When Han Solo welcomed us back

Star Wars: Episode VII—The Force Awakens

Writers: J.J. Abrams & Lawrence Kasdan and Michael Arndt Director: J.J. Abrams

Thursday morning. April 16, 2015. A gas station in Primm, Nevada. Two travelers are on their way back from Las Vegas, the aura of sin and regret still hovering around them. One gets out to refill the gas tank. The other stares out the window, no thoughts, just the late nights of the trip catching up to him. Then. Suddenly. He remembers. It’s the first day of Star Wars Celebration Anaheim. The new teaser trailer for The Force Awakens is probably on the Internet.

He has friends at the convention and he himself will be there tomorrow. The trailer was going to be shown and, battling rising levels of jealousy, he pulls out his phone to find the video on YouTube. Service is bad out here, but the one minute and fifty-nine second video starts playing. It’s slow at first, taking its magnificent time to introduce us to the new faces of Rey, Finn, Poe Dameron, and Kylo Ren. Luke Skywalker’s dialogue from Return of the Jedi fades away as the music starts to swell, the action picks up, explosions rock the screen and send us into darkness…where we hear Han Solo say, “Chewie…” Fade up and Han Solo and Chewbacca are standing on the Millennium Falcon. He finishes, “…we’re home.”

→ Raw records:
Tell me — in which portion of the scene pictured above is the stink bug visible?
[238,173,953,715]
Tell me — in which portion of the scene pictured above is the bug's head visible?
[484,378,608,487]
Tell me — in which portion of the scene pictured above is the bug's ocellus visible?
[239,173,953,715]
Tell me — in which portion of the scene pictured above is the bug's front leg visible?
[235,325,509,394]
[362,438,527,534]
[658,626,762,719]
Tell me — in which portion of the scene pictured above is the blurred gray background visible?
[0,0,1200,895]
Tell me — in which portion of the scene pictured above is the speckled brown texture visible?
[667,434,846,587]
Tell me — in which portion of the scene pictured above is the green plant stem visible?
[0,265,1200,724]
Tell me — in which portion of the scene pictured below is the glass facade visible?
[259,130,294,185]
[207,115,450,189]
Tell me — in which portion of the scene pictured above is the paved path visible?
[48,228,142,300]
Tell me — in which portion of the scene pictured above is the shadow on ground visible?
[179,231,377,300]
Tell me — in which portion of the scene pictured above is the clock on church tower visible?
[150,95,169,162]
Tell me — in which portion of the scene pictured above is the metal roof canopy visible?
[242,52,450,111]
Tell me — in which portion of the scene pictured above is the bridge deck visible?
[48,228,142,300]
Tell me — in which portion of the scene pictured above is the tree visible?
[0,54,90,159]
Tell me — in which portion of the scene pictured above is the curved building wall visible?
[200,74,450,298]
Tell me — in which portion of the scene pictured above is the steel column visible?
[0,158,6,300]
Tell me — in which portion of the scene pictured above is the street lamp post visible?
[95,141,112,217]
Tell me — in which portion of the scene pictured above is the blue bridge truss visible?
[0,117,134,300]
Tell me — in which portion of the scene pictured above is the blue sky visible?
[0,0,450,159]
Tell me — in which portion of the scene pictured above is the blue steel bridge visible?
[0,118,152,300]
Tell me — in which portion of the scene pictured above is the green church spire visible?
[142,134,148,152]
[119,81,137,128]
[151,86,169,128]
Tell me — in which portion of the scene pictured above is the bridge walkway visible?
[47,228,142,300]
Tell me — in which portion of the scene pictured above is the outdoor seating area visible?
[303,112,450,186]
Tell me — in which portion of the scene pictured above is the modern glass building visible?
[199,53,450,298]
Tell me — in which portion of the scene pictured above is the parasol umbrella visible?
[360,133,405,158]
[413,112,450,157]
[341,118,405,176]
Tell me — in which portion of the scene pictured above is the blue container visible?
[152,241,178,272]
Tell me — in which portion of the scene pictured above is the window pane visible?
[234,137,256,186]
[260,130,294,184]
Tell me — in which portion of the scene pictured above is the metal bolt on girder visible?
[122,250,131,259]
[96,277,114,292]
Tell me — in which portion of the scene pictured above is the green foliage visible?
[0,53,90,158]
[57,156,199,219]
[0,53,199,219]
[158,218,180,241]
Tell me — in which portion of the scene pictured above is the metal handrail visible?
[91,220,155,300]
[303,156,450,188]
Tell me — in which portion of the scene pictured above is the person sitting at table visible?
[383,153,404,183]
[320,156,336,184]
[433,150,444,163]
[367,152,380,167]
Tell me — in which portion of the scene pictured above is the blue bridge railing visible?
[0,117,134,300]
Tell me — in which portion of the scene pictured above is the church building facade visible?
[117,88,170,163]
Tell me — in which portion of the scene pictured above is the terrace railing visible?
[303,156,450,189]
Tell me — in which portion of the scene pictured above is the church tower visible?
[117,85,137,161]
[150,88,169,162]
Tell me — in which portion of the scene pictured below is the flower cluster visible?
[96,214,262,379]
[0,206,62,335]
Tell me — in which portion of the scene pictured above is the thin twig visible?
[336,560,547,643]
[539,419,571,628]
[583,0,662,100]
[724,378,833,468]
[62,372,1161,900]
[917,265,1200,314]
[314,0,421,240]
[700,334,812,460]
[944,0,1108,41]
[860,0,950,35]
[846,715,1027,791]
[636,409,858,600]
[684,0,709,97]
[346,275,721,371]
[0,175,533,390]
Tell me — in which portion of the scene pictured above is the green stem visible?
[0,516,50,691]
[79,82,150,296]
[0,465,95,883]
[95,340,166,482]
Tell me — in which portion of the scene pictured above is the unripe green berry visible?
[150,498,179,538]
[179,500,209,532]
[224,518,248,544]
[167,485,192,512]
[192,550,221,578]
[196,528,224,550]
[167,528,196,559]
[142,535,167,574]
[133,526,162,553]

→ Set tasks:
**a)** According to the Force Awakens text, in which town was the gas station located?
**b)** Translate into Spanish the following sentence from the Force Awakens text: "He has friends at the convention and he himself will be there tomorrow."
**c)** From the Force Awakens text, extract verbatim the passage that begins at the words "Writers: J.J. Abrams" and stop after the words "on the Internet.".

→ Answer set:
**a)** Primm, Nevada.

**b)** Tiene amigos en la convención y él mismo estará allí mañana.

**c)**
Writers: J.J. Abrams & Lawrence Kasdan and Michael Arndt Director: J.J. Abrams

Thursday morning. April 16, 2015. A gas station in Primm, Nevada. Two travelers are on their way back from Las Vegas, the aura of sin and regret still hovering around them. One gets out to refill the gas tank. The other stares out the window, no thoughts, just the late nights of the trip catching up to him. Then. Suddenly. He remembers. It’s the first day of Star Wars Celebration Anaheim. The new teaser trailer for The Force Awakens is probably on the Internet.